Problem A |
From the bug report on the shard_client crashloop, list every function in shard_client.py that the traceback names.
Problem B |
In the bug report on the shard_client crashloop, which board label does the shard list output show for chromeos-skunk-1?
Problem C |
Carry on the bug report on the shard_client crashloop from the point where it stops.

Project: chromium Issues People Development process History Sign in
New issue
Advanced search Search tips
Starred by 1 user
Status: Available
Owner:
Cc:
Components:
EstimatedDays: ----
NextAction: ----
OS: ----
Pri: 1
Type: Bug



Sign in to add a comment
shard db's afe_shards table was inconsistent with master, causing shard_client crashloop
Project Member Reported by akes...@chromium.org, Oct 2 Back to list
10/02 14:01:09.009 ERROR|     email_manager:0082| Uncaught exception. Terminating shard_client.
Traceback (most recent call last):
  File "/usr/local/autotest/scheduler/shard/shard_client.py", line 431, in main
    main_without_exception_handling()
  File "/usr/local/autotest/scheduler/shard/shard_client.py", line 458, in main_without_exception_handling
    _heartbeat_client.loop()
  File "/usr/local/autotest/scheduler/shard/shard_client.py", line 373, in loop
    self.tick()
  File "/usr/local/autotest/scheduler/shard/shard_client.py", line 366, in tick
    self.do_heartbeat()
  File "/usr/local/autotest/site-packages/chromite/lib/metrics.py", line 482, in wrapper
    return fn(*args, **kwargs)
  File "/usr/local/autotest/scheduler/shard/shard_client.py", line 359, in do_heartbeat
    self._mark_jobs_as_uploaded([job['id'] for job in packet['jobs']])
  File "/usr/local/autotest/scheduler/shard/shard_client.py", line 251, in _mark_jobs_as_uploaded
    models.Job.objects.filter(pk__in=job_ids).update(shard=self.shard)
  File "/usr/local/autotest/scheduler/shard/shard_client.py", line 223, in shard
    self._shard = models.Shard.smart_get(self.hostname)
  File "/usr/local/autotest/frontend/afe/model_logic.py", line 835, in smart_get
    return manager.get(**{cls.name_field : id_or_name})
  File "/usr/local/autotest/site-packages/django/db/models/manager.py", line 143, in get
    return self.get_query_set().get(*args, **kwargs)
  File "/usr/local/autotest/site-packages/django/db/models/query.py", line 393, in get
    (self.model._meta.object_name, num, kwargs))
MultipleObjectsReturned: get() returned more than one Shard -- it returned 2! Lookup parameters were {'hostname': 'chromeos-skunk-1.mtv.corp.google.com'}

 
This is a production shard.

akeshet@akeshet:~/chromiumos/src$ atest shard list | grep chromeos-skunk-1
208  chromeos-skunk-1.mtv.corp.google.com    board:auron_paine
akeshet@akeshet:~/chromiumos/src$ atest server list | grep chromeos-skunk-1
Hostname     : chromeos-skunk-1.mtv.corp.google.com

Owner: pho...@chromium.org
(was there an alert about this shard? I didn't see one

https://viceroy.corp.google.com/chromeos/deputy-view#_VG_lnuPnWCa
I'm perplexed by the failure. There is only 1 chromeos-skunk-1 entry in the database.

Entries provided |

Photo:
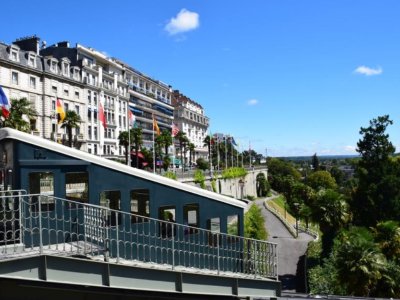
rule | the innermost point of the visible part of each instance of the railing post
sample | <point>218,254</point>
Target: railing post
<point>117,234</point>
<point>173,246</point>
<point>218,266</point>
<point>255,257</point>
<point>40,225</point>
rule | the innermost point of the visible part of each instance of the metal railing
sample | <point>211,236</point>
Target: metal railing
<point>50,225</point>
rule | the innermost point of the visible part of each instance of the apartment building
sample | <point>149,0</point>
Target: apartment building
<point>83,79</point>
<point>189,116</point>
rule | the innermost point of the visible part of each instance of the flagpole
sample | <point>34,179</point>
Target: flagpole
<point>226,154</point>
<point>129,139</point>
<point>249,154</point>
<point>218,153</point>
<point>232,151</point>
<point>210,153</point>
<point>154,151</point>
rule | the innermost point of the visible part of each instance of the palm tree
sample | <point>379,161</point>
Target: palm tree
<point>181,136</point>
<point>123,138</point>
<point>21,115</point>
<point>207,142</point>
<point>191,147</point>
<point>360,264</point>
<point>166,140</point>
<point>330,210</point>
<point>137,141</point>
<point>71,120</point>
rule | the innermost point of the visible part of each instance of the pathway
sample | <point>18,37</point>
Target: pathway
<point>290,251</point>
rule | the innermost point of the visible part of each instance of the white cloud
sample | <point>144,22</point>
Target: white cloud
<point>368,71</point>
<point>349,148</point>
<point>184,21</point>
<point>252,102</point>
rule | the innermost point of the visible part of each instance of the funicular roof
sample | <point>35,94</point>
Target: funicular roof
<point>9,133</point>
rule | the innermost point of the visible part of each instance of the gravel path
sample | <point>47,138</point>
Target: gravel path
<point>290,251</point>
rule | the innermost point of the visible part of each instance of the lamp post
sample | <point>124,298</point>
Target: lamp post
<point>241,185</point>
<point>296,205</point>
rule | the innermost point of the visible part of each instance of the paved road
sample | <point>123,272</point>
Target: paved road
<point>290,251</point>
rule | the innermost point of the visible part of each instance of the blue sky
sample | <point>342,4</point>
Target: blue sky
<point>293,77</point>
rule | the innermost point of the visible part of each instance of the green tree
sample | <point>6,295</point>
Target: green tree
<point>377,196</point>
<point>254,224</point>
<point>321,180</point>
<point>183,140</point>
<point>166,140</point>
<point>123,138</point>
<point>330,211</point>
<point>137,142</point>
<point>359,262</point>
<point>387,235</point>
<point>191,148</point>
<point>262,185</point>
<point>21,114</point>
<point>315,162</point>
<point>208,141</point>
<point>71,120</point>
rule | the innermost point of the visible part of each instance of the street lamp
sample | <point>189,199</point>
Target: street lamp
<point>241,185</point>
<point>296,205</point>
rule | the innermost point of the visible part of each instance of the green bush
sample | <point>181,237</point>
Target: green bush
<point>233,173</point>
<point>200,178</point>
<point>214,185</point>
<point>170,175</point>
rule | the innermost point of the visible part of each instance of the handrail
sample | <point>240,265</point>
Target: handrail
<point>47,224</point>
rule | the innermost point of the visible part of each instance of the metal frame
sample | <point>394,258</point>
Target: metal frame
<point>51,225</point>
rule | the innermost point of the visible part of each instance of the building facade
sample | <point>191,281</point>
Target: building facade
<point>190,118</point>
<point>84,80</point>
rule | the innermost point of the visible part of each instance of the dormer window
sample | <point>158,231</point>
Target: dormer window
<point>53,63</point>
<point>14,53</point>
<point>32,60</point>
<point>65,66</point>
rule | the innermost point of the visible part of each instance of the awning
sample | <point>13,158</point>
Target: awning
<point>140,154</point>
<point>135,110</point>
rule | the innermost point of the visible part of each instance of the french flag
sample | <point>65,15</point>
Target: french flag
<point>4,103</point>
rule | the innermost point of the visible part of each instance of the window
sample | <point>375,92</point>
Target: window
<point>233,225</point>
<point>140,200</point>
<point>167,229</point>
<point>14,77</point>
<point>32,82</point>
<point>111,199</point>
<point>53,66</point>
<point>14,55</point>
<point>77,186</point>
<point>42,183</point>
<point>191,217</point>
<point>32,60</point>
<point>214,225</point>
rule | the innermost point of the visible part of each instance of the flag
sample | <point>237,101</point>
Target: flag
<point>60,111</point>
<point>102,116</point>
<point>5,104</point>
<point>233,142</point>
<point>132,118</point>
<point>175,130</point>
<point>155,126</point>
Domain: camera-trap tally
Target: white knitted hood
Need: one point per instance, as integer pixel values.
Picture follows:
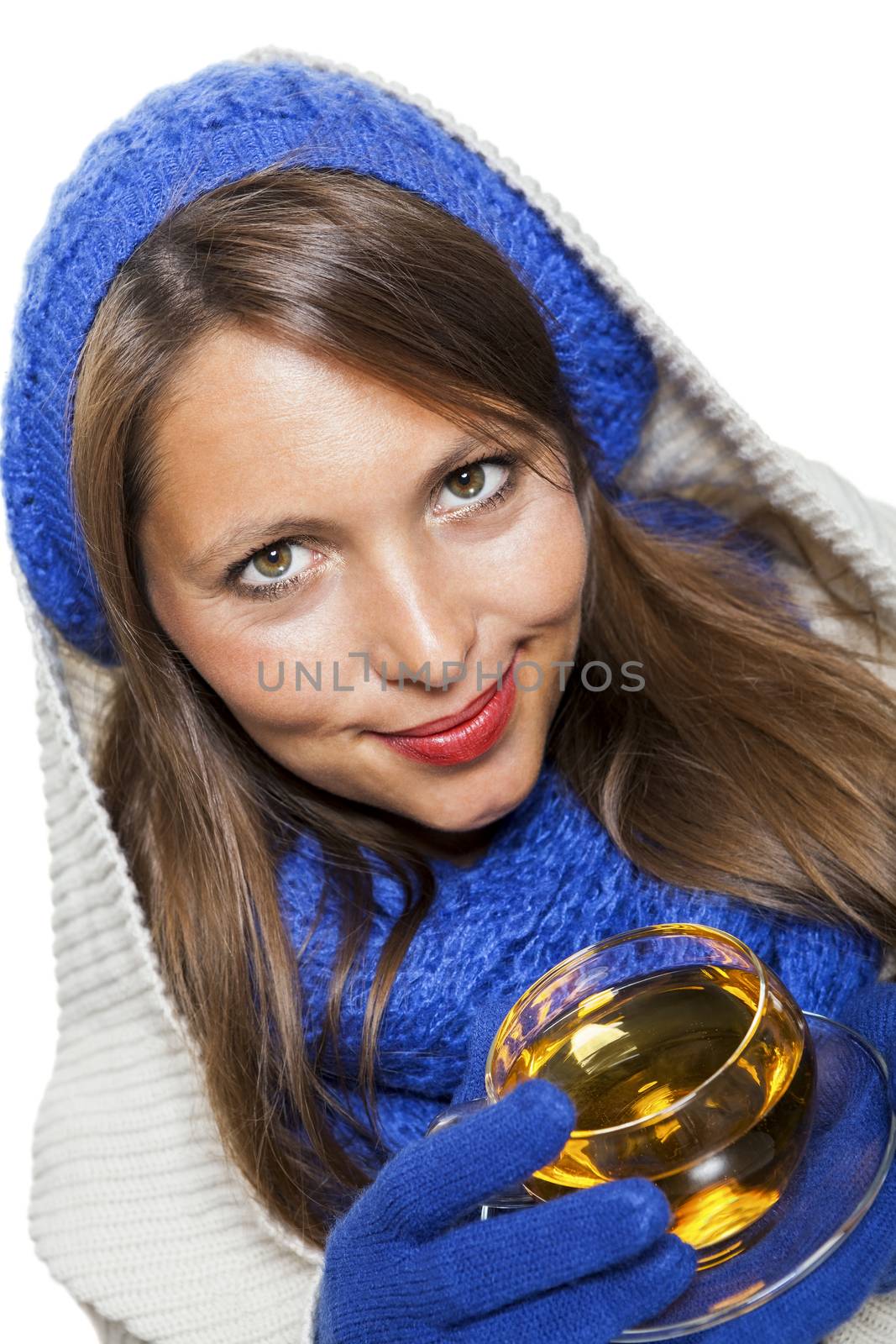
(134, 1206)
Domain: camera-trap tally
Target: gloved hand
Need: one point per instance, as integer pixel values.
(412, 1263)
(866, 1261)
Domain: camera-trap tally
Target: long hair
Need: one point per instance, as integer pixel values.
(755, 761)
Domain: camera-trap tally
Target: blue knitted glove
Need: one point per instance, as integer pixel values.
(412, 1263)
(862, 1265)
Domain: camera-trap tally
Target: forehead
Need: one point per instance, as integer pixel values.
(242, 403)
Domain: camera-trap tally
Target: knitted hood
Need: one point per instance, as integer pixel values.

Final answer A |
main, main_without_exception_handling, loop, tick, do_heartbeat, _mark_jobs_as_uploaded, shard

Final answer B |
board:auron_paine

Final answer C |
There is also a chromeos-skunk1 . We are emitting a wildcard query somehow that is matching both?
Cc: dshi@chromium.org
Also, why is shard_client emitting a django query at all? Which db is it querying?

I thought shard_client is only supposed to use RPCs to interact with master.
shard_client is hitting the local database, where there are indeed two entries in shard_table;

I don't know why we are even hitting local shard_table, makes no sense, but I will fix this incident by deleting the errant entry.

akeshet@akeshet:~/chromiumos/src/third_party/autotest/files$ autotest-db chromeos-skunk-1.mtv.corp.google.com
Reading table information for completion of table and column names
You can turn off this feature to get a quicker startup with -A

Welcome to the MySQL monitor.  Commands end with ; or \g.
Your MySQL connection id is 3761212
Server version: 5.5.57-0ubuntu0.14.04.1 (Ubuntu)

Copyright (c) 2000, 2017, Oracle and/or its affiliates. All rights reserved.

Oracle is a registered trademark of Oracle Corporation and/or its
affiliates. Other names may be trademarks of their respective
owners.

Type 'help;' or '\h' for help. Type '\c' to clear the current input statement.

mysql> select * from afe_shards;
+-----+--------------------------------------+
| id  | hostname                             |
+-----+--------------------------------------+
| 207 | chromeos-skunk-1.mtv.corp.google.com |
| 208 | chromeos-skunk-1.mtv.corp.google.com |
+-----+--------------------------------------+
2 rows in set (0.00 sec)

Cc: nxia@chromium.org
Entry #207 is the wrong one, deleting it.
Innnteresting... one of the DUTs in the shard-db is still stuck on id=207.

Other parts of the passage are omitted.